This study is nothing but junk science put out by a propagandist paid large amounts of money to discredit gloda. warming, and you people are all members of the choir.


Really?... Care to prove it?...

BTW giving the opinion of AGW die hard scientists is laughable after it has been proven that AGW die hard scientists have been lying to us, and publishing false information and data as they have been trying to push for their opinionated BS, and in case you didn't know Dr. Roy Spencer has a PhD in Metereology and a Bachelors in atmospheric sciences. Even a left wing source such as wikipedia has this to say about Spencer...


Roy W. Spencer is a climatologist and a Principal Research Scientist for the University of Alabama in Huntsville, as well as the U.S. Science Team Leader for the Advanced Microwave Scanning Radiometer (AMSR-E) on NASAs Aqua satellite. He has served as senior scientist for climate studies at NASAs Marshall Space Flight Center in Huntsville, Alabama.

* [Short task]: Print the passage of the climate debate post from "BTW giving the" to "say about Spencer...", copied verbatim.

* [Listing]:
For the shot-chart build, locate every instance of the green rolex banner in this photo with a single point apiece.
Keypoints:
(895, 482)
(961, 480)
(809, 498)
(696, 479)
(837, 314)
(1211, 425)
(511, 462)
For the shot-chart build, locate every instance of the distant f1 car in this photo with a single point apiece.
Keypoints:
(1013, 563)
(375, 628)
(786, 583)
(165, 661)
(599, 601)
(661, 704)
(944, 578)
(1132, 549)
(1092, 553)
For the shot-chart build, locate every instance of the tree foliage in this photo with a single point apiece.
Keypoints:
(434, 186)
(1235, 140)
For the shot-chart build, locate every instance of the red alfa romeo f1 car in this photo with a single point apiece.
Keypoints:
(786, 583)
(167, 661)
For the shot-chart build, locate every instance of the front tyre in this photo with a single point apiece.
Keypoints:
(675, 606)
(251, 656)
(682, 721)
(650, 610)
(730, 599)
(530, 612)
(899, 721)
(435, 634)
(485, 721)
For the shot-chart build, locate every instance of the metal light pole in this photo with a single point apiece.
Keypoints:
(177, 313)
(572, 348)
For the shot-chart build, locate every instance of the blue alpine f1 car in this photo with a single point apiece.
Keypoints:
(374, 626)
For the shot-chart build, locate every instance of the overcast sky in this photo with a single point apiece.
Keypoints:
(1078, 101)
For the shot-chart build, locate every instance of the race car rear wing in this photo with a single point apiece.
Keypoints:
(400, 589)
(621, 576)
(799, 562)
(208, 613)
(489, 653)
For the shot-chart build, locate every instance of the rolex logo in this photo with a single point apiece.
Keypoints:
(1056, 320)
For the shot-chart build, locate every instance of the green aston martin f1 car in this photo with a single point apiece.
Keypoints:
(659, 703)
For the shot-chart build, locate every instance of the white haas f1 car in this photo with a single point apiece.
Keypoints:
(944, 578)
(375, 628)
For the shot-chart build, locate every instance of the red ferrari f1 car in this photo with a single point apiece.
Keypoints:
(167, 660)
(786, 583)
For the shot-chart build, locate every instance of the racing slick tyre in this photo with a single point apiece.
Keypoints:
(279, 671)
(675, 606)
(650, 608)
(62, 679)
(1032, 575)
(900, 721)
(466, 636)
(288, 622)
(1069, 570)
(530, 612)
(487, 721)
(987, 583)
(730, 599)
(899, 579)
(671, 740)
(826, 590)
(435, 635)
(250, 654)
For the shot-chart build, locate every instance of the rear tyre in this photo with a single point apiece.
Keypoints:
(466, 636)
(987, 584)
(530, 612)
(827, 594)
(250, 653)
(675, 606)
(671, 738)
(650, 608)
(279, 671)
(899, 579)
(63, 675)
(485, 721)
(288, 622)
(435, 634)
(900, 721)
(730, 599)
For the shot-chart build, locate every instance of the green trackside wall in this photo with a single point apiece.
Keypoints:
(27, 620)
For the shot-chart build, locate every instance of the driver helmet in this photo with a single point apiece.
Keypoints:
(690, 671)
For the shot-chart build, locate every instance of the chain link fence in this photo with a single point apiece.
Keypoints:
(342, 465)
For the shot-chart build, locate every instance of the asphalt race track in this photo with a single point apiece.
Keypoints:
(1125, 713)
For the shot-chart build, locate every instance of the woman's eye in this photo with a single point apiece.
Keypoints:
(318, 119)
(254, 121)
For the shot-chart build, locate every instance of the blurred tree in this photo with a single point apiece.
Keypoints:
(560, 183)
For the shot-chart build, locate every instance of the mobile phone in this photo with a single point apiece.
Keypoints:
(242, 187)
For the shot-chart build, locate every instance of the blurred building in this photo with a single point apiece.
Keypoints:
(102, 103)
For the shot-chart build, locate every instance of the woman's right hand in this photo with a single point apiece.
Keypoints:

* [Exercise output]:
BTW giving the opinion of AGW die hard scientists is laughable after it has been proven that AGW die hard scientists have been lying to us, and publishing false information and data as they have been trying to push for their opinionated BS, and in case you didn't know Dr. Roy Spencer has a PhD in Metereology and a Bachelors in atmospheric sciences. Even a left wing source such as wikipedia has this to say about Spencer...